That section at which I stopped exemplifies a very important aspect of Sullivan’s art.

Only the voice has the D Sharp… [Sings and plays] The piano is not playing the D Sharp, and this gives me the opportunity to sing the note a little bit flat.

I did that on purpose!

We are so used to that dominant seventh… [Plays] …that we feel we have halfway finished the phrase, but it is very important that we do not feel that.

It can be made possible by the fact that the singer alone has the D sharp, and then what happens beautifully in the next bar can work.

[Sings and plays] That wonderful Wagnerian chord works much better if the phrase has not interrupted itself beforehand.

I could spend far too long on the merits of this wonderful song, but I will limit myself to one more comment.

The bass keeps going all the way through, and the accompaniment gets busier and busier, building up and culminating in this.

[Sings and plays] You will not find that in Schubert.

That is what I call a mixolydian chord.

The mixolydian mode, which is like the white notes on G, has a flat leading note.

That very extraordinary D natural is peculiar to Sullivan.

I shall now say a few things about “The Willow Song”.

It comes from that same early set of Shakespeare songs, and it begins with marvellously surreal harp chords, which do not resolve.

[Plays] “The Willow Song” has wonderful non-melodic qualities.

The voice alone has one of the most important notes and can thus bend the pitch.

[Sings and plays] You will notice that I am singing the note flatter than the piano would make me.

I detect, in Sullivan’s songs up to about 1870, the possibility that he is not thinking in the modern equal piano temperament.

If I play this progression bluntly, on the piano, it does not sound, to my ear, as beautiful as it sounds when I play it on my 1828 Broadwood, which is not tuned in equal temperament.

Fortunately, the singer can at least get us halfway towards the delicate things.

Just to mention, questions of keyboard temperament are very important in Sullivan, because organs were not tuned in equal temperament until the twentieth century.

Sullivan would always have expected his organs to sound a bit odd.

It would be very interesting to know, for example, whether his hymn tunes were written in A Flat or G originally, or maybe A, because those three keys will sound very different.

I will now turn to the first of several songs by Lionel H. Lewin.

It is very difficult to uncover much information about Lewin, but one deeply regrets the fact that he died when he was about 26 because he was going to write the libretto for Sullivan’s great Arthurian opera.

We shall hear, later, the song “Guinevere”, which will make us think that maybe Lionel Lewin and Sullivan would have made a terrific Arthurian opera together.

I have come to admire Lewin a lot, but I have no idea when he was born and I can only tell you that he died in 1874, shortly after Sullivan had put him in the preface and thanked him in his hymn book (dated Easter 1874) Presumably, Lionel Lewin died in the second part of 1874, at the age of about 26.

This is an American edition, in D Minor, which tries to sandwich two verses into a repeat scheme – that is to say, it only writes the music out once.

However, if you look at this version, in a higher key, you will discover that there is one difference between the two verses.

In each verse, there is a hairpin upwards, which means “get louder”.

In the second verse, that hairpin is preceded by the word “crescendo”, which surely means the same thing?

++++++

= PROBLEM STATEMENT =
According to the Sullivan lecture excerpt, in what year did Lionel H. Lewin die? Base every answer solely on the Sullivan lecture excerpt.

= DATASET CONTENT =
++++++

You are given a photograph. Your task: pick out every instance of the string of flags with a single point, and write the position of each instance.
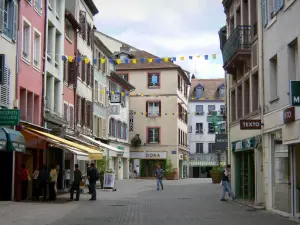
(135, 60)
(149, 95)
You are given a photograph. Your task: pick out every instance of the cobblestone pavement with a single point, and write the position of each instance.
(136, 202)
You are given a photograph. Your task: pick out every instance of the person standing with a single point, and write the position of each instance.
(36, 190)
(159, 175)
(226, 187)
(76, 183)
(88, 175)
(137, 170)
(53, 181)
(94, 176)
(25, 178)
(44, 177)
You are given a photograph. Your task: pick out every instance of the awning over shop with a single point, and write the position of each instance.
(14, 140)
(102, 144)
(57, 140)
(205, 163)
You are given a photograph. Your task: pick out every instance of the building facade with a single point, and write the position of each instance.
(281, 140)
(240, 48)
(206, 96)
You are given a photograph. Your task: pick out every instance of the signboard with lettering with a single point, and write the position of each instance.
(250, 124)
(9, 117)
(221, 142)
(289, 115)
(295, 92)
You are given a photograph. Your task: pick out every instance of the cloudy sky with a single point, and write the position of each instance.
(168, 28)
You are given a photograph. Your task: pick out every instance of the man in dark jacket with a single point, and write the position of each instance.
(93, 179)
(88, 175)
(76, 183)
(43, 180)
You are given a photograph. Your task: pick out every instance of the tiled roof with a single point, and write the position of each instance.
(146, 65)
(210, 86)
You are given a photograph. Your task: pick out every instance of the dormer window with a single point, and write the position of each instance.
(199, 92)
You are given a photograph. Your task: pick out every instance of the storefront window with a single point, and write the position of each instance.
(281, 177)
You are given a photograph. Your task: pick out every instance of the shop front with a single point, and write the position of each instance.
(12, 148)
(245, 167)
(148, 162)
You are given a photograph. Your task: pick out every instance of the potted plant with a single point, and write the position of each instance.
(216, 174)
(169, 171)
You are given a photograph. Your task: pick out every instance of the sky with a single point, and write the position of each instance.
(168, 28)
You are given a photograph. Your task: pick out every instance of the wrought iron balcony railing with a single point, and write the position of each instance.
(240, 39)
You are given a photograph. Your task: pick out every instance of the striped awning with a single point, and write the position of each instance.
(196, 163)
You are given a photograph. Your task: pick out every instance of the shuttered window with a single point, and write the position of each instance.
(5, 88)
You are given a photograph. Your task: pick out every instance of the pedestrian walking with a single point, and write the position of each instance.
(94, 176)
(76, 183)
(88, 175)
(159, 175)
(226, 187)
(25, 178)
(137, 171)
(53, 181)
(35, 182)
(43, 178)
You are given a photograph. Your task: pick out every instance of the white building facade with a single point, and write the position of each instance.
(206, 96)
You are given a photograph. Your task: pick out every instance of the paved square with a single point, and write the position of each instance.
(136, 202)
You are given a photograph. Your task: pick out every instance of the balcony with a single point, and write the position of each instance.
(237, 48)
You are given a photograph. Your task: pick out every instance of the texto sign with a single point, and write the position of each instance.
(250, 124)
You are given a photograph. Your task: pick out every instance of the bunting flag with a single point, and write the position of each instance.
(135, 60)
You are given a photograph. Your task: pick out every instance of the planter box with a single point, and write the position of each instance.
(216, 177)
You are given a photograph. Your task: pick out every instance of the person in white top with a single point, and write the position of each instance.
(137, 171)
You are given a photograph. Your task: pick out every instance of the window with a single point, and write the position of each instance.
(153, 135)
(199, 128)
(69, 30)
(124, 76)
(71, 118)
(211, 129)
(153, 80)
(199, 110)
(211, 147)
(199, 147)
(222, 92)
(273, 78)
(211, 108)
(222, 109)
(199, 92)
(9, 18)
(37, 50)
(38, 6)
(26, 40)
(153, 108)
(66, 107)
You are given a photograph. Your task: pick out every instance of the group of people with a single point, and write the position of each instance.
(44, 179)
(41, 180)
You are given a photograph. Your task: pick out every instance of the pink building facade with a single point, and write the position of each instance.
(70, 67)
(31, 64)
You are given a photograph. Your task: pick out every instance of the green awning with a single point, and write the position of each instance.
(15, 140)
(3, 140)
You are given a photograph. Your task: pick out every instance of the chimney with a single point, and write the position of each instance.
(125, 48)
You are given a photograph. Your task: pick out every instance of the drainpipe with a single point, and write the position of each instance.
(44, 65)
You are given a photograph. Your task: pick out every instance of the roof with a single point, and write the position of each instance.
(72, 20)
(92, 6)
(149, 65)
(210, 86)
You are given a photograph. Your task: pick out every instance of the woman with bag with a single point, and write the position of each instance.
(25, 179)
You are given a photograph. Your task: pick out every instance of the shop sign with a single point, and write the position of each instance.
(9, 117)
(289, 115)
(250, 124)
(221, 142)
(295, 92)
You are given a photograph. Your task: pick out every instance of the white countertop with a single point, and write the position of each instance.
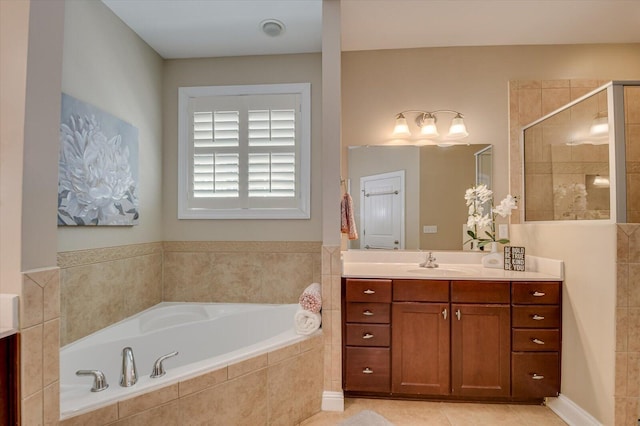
(8, 315)
(451, 266)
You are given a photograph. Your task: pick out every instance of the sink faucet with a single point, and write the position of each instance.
(430, 262)
(129, 374)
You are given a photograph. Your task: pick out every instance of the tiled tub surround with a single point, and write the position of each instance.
(291, 393)
(100, 287)
(129, 279)
(281, 387)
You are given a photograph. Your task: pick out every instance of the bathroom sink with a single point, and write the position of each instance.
(441, 271)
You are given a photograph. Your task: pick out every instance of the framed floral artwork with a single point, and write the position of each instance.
(97, 168)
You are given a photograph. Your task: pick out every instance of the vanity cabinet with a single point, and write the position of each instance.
(536, 336)
(367, 334)
(460, 339)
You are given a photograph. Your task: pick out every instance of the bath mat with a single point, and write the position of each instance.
(366, 418)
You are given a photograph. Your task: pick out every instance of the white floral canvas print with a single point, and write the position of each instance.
(98, 167)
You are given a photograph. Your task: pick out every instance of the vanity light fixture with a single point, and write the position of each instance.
(426, 121)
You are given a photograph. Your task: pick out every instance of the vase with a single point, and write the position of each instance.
(493, 259)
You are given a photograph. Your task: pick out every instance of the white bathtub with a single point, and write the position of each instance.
(206, 336)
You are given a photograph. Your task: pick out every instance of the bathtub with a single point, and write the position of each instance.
(207, 337)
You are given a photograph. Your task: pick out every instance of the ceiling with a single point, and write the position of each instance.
(213, 28)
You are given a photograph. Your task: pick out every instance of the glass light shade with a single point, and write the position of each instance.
(458, 129)
(402, 128)
(429, 127)
(599, 126)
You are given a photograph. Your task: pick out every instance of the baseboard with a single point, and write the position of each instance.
(332, 401)
(570, 412)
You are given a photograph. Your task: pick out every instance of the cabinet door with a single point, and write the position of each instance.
(420, 348)
(480, 350)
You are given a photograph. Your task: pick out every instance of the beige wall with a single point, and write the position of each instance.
(14, 28)
(107, 65)
(229, 71)
(376, 85)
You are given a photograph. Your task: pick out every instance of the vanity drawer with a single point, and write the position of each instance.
(377, 313)
(368, 335)
(536, 317)
(535, 293)
(367, 369)
(480, 291)
(535, 375)
(368, 290)
(536, 340)
(420, 291)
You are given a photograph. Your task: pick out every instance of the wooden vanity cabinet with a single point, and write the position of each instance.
(461, 339)
(366, 335)
(536, 336)
(480, 338)
(420, 357)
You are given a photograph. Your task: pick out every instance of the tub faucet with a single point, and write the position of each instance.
(129, 374)
(430, 262)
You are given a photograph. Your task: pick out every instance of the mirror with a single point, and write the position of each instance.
(429, 210)
(566, 163)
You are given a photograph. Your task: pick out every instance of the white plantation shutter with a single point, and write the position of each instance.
(245, 155)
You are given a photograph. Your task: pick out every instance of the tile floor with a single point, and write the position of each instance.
(427, 413)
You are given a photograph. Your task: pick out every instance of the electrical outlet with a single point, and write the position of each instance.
(430, 229)
(503, 231)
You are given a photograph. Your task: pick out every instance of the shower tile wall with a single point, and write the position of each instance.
(39, 347)
(627, 389)
(99, 287)
(530, 100)
(239, 272)
(632, 142)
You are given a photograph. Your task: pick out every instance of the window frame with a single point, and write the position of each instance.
(302, 208)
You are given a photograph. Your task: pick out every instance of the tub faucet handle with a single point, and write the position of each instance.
(99, 381)
(129, 373)
(158, 368)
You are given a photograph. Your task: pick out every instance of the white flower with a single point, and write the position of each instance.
(94, 174)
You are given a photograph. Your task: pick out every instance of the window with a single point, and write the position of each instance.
(244, 152)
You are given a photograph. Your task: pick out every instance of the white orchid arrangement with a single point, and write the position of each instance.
(477, 197)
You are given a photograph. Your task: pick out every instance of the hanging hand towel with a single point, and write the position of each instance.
(311, 298)
(306, 322)
(347, 220)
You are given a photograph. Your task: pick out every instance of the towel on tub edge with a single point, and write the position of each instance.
(306, 322)
(311, 298)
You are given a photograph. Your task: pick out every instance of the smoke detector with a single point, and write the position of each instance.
(272, 27)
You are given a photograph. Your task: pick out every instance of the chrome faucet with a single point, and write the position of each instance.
(430, 262)
(129, 374)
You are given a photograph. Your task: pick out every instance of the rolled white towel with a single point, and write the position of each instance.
(311, 298)
(306, 322)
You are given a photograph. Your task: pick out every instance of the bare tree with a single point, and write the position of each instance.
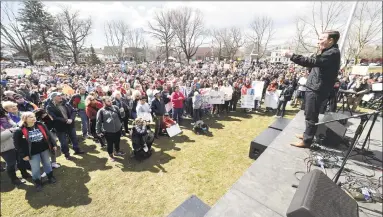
(136, 42)
(366, 28)
(217, 42)
(189, 29)
(12, 34)
(162, 30)
(116, 33)
(74, 30)
(262, 31)
(323, 16)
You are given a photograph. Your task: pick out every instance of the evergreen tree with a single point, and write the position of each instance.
(93, 59)
(40, 26)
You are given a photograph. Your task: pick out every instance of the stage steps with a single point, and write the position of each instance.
(265, 189)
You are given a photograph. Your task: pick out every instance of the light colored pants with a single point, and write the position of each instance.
(35, 160)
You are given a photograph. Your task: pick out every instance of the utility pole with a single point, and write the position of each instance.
(348, 25)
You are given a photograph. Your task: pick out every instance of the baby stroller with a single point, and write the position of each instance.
(200, 128)
(142, 139)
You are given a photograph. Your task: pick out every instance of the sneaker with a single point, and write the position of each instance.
(119, 153)
(55, 165)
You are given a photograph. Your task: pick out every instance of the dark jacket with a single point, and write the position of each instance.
(158, 107)
(59, 122)
(324, 69)
(26, 107)
(23, 144)
(76, 99)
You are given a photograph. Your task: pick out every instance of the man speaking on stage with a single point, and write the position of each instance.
(320, 82)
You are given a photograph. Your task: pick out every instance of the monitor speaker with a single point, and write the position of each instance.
(331, 134)
(318, 196)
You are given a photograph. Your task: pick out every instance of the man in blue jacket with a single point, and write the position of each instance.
(63, 121)
(320, 82)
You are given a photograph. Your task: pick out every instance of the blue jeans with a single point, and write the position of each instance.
(64, 142)
(177, 114)
(44, 158)
(84, 121)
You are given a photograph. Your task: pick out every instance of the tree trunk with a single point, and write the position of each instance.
(167, 52)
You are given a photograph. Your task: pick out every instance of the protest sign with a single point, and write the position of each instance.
(168, 106)
(271, 99)
(205, 97)
(258, 89)
(43, 78)
(216, 97)
(247, 101)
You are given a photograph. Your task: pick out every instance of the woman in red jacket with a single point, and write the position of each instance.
(91, 109)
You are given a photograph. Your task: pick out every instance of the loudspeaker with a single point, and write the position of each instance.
(318, 196)
(260, 143)
(331, 134)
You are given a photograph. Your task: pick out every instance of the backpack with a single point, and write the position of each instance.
(112, 110)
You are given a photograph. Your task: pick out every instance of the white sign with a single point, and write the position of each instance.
(247, 101)
(43, 78)
(359, 70)
(173, 130)
(271, 99)
(168, 106)
(258, 89)
(216, 97)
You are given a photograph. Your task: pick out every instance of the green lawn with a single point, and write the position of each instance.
(188, 164)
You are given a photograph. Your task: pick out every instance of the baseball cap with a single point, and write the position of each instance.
(54, 94)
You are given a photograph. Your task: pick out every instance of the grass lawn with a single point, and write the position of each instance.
(187, 164)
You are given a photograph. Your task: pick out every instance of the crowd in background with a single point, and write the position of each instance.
(112, 101)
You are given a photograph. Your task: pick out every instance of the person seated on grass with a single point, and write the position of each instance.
(142, 139)
(34, 141)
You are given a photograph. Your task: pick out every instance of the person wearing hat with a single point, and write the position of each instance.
(158, 111)
(24, 105)
(63, 121)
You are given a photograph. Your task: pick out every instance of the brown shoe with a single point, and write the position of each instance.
(300, 144)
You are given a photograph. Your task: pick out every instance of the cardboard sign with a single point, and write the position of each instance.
(247, 101)
(258, 89)
(168, 106)
(216, 97)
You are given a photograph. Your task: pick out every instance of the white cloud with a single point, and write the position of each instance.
(216, 14)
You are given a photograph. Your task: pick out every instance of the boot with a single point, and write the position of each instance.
(38, 185)
(14, 179)
(51, 178)
(25, 174)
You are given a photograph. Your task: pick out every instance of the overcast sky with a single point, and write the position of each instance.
(216, 14)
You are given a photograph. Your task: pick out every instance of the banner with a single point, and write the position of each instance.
(247, 98)
(205, 97)
(216, 97)
(258, 89)
(271, 99)
(168, 106)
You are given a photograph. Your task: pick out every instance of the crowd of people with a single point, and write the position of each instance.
(112, 101)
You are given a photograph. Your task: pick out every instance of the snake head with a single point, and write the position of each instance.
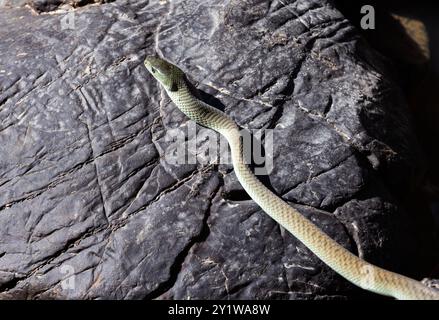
(165, 72)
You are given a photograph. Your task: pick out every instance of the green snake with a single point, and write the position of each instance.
(348, 265)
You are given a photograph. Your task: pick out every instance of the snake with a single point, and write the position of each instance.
(354, 269)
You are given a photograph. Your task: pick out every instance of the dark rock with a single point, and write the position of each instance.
(90, 208)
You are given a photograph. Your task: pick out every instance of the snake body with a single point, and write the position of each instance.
(348, 265)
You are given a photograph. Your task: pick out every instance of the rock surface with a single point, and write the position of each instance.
(89, 206)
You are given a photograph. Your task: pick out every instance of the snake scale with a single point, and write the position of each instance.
(348, 265)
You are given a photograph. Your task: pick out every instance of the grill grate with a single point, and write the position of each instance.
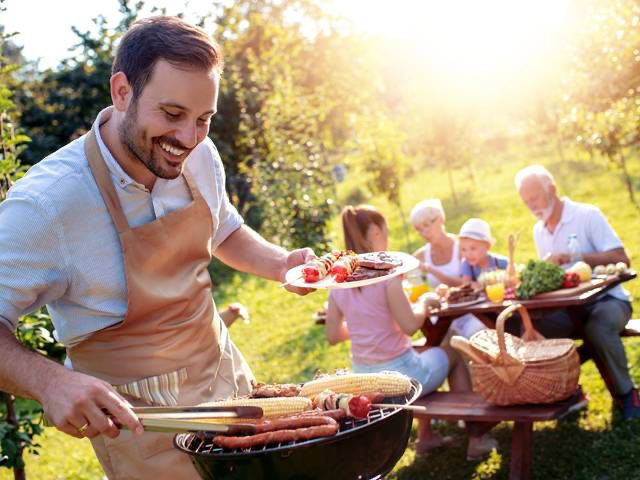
(205, 446)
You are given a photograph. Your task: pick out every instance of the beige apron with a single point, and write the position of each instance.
(169, 348)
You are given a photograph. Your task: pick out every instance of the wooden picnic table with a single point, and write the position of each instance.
(436, 325)
(471, 407)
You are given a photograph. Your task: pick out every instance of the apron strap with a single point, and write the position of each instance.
(103, 179)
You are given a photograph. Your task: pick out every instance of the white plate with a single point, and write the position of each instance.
(409, 262)
(480, 299)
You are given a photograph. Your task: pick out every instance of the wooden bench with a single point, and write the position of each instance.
(471, 407)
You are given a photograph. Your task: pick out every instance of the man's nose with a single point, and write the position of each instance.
(187, 135)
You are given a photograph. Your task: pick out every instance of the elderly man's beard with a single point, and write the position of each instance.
(127, 134)
(543, 214)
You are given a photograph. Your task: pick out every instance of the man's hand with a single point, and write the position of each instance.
(76, 403)
(558, 258)
(295, 258)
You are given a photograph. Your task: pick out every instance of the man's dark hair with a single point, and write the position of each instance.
(168, 38)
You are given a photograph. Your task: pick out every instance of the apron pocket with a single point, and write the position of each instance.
(160, 390)
(131, 458)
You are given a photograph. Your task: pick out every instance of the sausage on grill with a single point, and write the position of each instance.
(277, 436)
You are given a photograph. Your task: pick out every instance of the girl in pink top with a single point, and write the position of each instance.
(379, 321)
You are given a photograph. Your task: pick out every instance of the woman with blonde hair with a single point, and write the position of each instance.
(440, 257)
(379, 320)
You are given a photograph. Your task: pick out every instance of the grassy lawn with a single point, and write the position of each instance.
(282, 343)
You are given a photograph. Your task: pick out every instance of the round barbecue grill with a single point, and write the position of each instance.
(362, 449)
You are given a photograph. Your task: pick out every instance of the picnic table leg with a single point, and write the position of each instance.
(521, 451)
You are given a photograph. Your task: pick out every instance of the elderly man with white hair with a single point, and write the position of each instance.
(601, 321)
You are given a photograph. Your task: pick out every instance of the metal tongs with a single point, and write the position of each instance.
(185, 419)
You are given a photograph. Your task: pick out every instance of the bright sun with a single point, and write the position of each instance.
(471, 46)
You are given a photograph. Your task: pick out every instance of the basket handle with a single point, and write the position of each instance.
(462, 345)
(530, 333)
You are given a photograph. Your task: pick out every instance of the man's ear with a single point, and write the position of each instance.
(121, 91)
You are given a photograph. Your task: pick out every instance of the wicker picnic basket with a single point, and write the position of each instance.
(507, 370)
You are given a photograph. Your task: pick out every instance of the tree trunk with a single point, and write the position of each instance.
(453, 190)
(12, 419)
(622, 161)
(405, 224)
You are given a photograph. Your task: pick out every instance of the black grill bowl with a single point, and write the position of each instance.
(360, 450)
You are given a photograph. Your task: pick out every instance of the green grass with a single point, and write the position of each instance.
(282, 343)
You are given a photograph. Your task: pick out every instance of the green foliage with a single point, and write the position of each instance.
(601, 95)
(35, 332)
(18, 436)
(539, 277)
(60, 105)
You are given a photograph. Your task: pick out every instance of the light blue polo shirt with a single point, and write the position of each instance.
(58, 244)
(592, 229)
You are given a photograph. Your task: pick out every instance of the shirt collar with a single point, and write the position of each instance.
(568, 211)
(122, 179)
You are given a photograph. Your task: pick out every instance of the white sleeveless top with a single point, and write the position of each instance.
(451, 269)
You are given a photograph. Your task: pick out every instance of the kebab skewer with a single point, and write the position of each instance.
(344, 266)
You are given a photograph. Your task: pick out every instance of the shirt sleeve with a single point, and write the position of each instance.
(229, 220)
(465, 269)
(601, 234)
(32, 267)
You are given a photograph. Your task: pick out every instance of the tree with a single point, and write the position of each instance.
(20, 429)
(604, 89)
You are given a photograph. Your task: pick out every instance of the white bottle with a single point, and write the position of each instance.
(575, 255)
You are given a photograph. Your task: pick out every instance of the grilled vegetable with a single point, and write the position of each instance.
(356, 406)
(318, 268)
(571, 279)
(344, 267)
(388, 384)
(271, 407)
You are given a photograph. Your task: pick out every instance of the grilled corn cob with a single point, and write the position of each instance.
(271, 407)
(388, 384)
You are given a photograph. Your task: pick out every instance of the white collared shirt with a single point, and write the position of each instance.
(590, 226)
(58, 244)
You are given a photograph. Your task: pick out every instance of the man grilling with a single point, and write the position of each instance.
(114, 233)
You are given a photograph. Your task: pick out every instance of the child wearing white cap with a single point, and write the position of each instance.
(475, 242)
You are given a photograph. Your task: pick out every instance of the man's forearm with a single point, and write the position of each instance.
(23, 372)
(246, 251)
(604, 258)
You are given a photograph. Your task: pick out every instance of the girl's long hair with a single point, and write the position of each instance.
(355, 224)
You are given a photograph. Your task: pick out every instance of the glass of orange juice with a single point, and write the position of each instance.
(414, 285)
(495, 292)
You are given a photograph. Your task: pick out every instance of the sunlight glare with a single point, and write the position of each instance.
(471, 46)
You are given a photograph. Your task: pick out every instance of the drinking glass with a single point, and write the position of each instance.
(495, 292)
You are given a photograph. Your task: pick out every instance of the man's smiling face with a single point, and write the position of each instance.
(170, 117)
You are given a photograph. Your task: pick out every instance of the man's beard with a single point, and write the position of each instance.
(544, 214)
(127, 133)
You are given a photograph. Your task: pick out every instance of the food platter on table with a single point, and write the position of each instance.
(480, 299)
(405, 263)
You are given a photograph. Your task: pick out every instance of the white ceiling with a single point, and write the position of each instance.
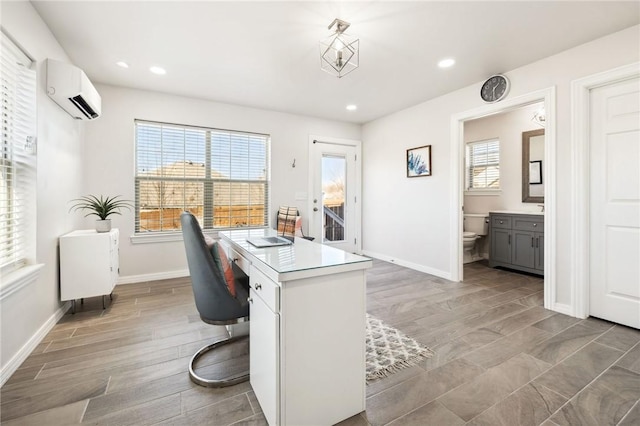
(266, 54)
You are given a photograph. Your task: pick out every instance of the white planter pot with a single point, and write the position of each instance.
(103, 225)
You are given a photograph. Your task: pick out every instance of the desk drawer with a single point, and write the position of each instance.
(501, 222)
(265, 288)
(528, 223)
(242, 262)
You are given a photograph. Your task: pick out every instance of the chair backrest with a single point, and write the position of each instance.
(213, 299)
(289, 222)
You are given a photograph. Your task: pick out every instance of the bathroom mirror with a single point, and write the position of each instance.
(533, 166)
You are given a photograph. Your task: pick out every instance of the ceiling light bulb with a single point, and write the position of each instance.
(446, 63)
(158, 70)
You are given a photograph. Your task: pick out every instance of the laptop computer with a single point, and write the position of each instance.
(269, 241)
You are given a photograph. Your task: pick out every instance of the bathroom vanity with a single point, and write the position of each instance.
(517, 241)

++++++

= REPLY =
1874